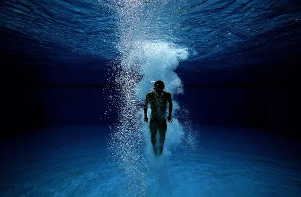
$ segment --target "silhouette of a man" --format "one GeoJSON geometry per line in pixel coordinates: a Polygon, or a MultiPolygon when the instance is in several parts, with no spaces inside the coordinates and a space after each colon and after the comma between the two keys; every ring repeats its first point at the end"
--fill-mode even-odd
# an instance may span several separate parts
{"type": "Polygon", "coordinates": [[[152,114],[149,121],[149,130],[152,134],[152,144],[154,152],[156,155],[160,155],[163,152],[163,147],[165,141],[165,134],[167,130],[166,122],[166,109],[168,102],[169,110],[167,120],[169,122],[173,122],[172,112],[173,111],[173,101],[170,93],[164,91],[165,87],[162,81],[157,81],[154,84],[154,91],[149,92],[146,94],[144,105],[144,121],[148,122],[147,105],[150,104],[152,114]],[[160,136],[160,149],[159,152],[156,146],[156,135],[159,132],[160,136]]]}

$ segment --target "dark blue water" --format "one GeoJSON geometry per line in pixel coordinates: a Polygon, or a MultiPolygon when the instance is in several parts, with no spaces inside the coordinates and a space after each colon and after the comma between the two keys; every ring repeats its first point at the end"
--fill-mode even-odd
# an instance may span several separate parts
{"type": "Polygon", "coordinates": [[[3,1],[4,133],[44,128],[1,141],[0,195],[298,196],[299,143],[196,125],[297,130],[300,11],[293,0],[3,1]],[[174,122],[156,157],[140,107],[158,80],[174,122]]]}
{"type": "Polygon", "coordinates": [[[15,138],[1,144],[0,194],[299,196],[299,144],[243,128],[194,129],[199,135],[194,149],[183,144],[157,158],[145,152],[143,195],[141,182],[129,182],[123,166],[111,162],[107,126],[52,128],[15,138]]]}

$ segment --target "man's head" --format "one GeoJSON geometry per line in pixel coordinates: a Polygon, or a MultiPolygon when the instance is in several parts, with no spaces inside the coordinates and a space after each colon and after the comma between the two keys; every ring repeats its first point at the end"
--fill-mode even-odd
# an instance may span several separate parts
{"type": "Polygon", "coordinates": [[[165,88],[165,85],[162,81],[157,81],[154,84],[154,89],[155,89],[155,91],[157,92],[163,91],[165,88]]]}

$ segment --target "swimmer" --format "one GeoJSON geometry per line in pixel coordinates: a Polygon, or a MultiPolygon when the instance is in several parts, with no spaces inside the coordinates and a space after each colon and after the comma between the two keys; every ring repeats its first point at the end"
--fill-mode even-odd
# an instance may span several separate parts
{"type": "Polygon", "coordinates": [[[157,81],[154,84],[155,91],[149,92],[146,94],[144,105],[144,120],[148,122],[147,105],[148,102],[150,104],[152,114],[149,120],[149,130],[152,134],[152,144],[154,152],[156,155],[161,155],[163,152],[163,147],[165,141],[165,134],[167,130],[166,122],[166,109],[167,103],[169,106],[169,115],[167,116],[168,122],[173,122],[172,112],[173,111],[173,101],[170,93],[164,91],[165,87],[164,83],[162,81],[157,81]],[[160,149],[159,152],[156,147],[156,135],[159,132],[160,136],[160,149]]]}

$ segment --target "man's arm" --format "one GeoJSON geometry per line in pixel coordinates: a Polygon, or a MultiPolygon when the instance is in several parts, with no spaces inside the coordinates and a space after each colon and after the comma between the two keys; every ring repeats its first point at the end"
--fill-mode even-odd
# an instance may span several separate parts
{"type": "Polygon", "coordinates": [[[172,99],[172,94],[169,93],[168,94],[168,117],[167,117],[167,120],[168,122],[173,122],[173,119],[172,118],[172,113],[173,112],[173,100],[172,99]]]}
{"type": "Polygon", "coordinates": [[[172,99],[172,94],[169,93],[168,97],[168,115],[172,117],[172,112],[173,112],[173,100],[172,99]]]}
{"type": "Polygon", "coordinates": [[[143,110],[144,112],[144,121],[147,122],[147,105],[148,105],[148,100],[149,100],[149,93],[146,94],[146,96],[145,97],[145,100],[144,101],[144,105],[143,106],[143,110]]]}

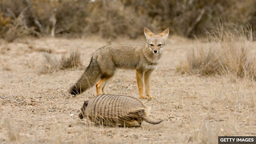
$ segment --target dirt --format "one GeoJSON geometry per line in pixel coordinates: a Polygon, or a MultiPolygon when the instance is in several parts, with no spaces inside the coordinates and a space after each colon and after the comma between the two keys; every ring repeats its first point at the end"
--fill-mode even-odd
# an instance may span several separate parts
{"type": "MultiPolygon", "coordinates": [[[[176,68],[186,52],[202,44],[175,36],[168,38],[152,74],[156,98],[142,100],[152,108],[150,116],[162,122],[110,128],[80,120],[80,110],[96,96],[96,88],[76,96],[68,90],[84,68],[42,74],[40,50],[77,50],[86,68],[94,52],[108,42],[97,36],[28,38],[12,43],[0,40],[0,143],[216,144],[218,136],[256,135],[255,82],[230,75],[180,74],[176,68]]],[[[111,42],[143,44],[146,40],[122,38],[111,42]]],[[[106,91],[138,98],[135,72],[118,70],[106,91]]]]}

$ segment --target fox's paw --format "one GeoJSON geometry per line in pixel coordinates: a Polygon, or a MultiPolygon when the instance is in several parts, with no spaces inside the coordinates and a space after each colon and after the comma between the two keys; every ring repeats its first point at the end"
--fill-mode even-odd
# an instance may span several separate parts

:: STATED PROBLEM ::
Rewrite the lines from the one containing "segment --target dirt" through the end of the entries as a Markdown table with the columns "Row" and "Line", numbering each row and omitting blank lines.

:: OUTPUT BELOW ::
| Row | Line |
|---|---|
| 1 | $ segment --target dirt --format "one GeoJSON geometry per line in pixel coordinates: a Polygon, or a MultiPolygon when the instance is in several parts, with no spaces inside the coordinates and a space after each colon and after the comma between the two keys; every ring repeats its first point at the end" |
| 2 | --fill-mode even-odd |
| 3 | # an instance may span several separate parts |
| 4 | {"type": "MultiPolygon", "coordinates": [[[[176,68],[186,52],[202,44],[175,36],[168,38],[152,74],[156,98],[142,100],[152,108],[150,116],[162,122],[110,128],[80,120],[80,110],[96,96],[96,88],[76,96],[68,90],[84,68],[42,74],[40,50],[77,50],[86,68],[94,52],[108,42],[97,36],[28,38],[12,43],[0,40],[0,143],[216,144],[218,136],[256,135],[255,82],[230,75],[180,74],[176,68]]],[[[111,42],[143,44],[146,40],[122,38],[111,42]]],[[[106,91],[138,98],[135,72],[118,70],[106,91]]]]} |
| 5 | $ segment --target fox's paw --format "one GeoJSON geometry per line in pixel coordinates: a Polygon, or a MultiPolygon when the instance is in several parts, with no spaces inside the coordinates and a space after each colon and after the comma between the two keys; every ring repeats its first point at the end" |
| 6 | --fill-mode even-odd |
| 7 | # an instance may span several separate parts |